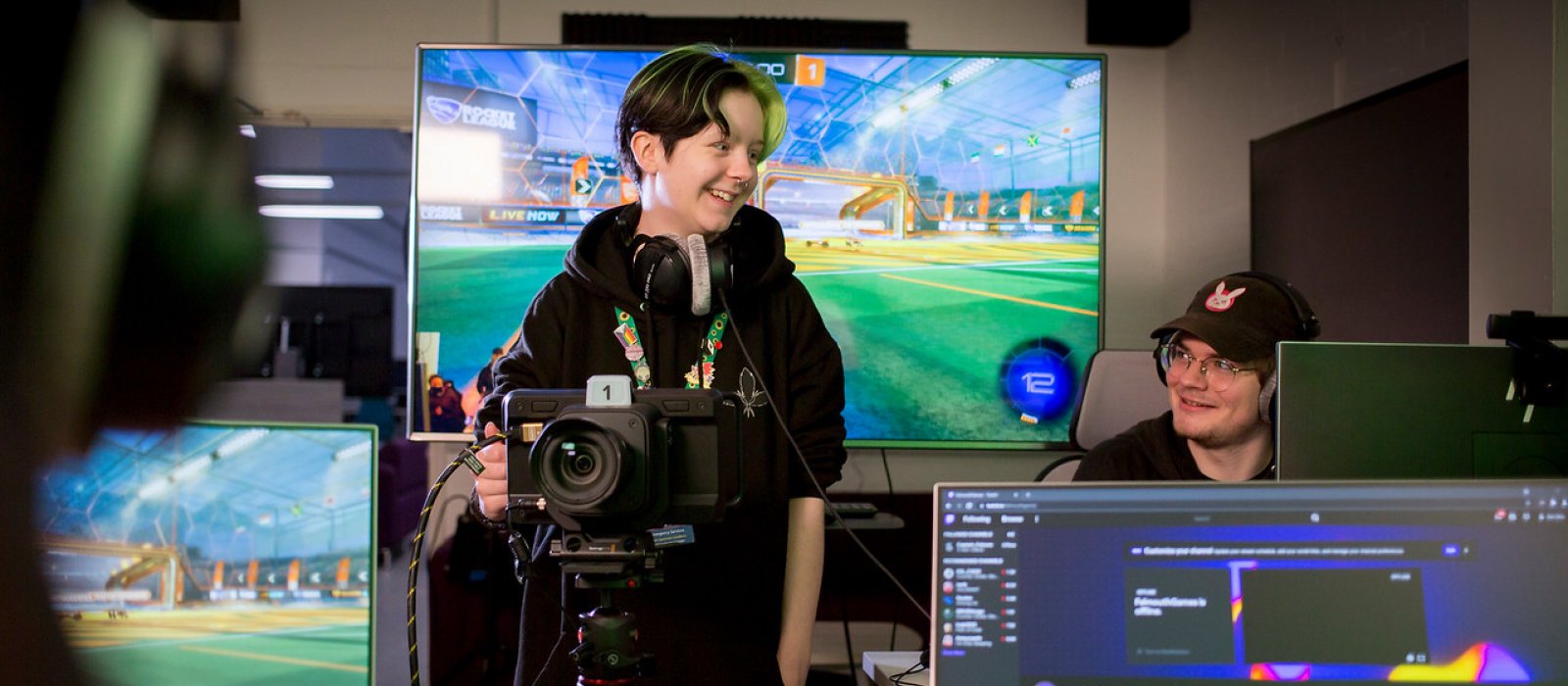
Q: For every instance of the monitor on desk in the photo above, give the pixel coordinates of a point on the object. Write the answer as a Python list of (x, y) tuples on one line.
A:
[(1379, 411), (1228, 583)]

==

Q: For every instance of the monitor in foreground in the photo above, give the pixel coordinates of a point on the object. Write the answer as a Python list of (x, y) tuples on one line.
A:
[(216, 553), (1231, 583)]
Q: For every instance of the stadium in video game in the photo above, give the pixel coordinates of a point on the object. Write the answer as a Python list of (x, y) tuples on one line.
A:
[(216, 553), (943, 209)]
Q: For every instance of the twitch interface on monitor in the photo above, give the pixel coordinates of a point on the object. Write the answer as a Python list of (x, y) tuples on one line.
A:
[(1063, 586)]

EXERCISE OBJECTIVE
Each line that contains "monitor" is to be copied from the listing above.

EXERCISE RESULT
Q: For every instance of the monitor on desk in the photo above, give the pixel coordinates of a point on the object. Write the answer as a Python list of (x, y) tuples on one line.
Q: For every instance of the monitor in foreground in the photo above, give the pixel coordinates of a point on the object. Write the answer as a Python list of (x, y) tuples on one line.
Q: For every instance of the twitch interface on monitor in the photo above, give the pixel coordinates of a point on the object. Write the answer as a Python list of (x, y) tuples on one line.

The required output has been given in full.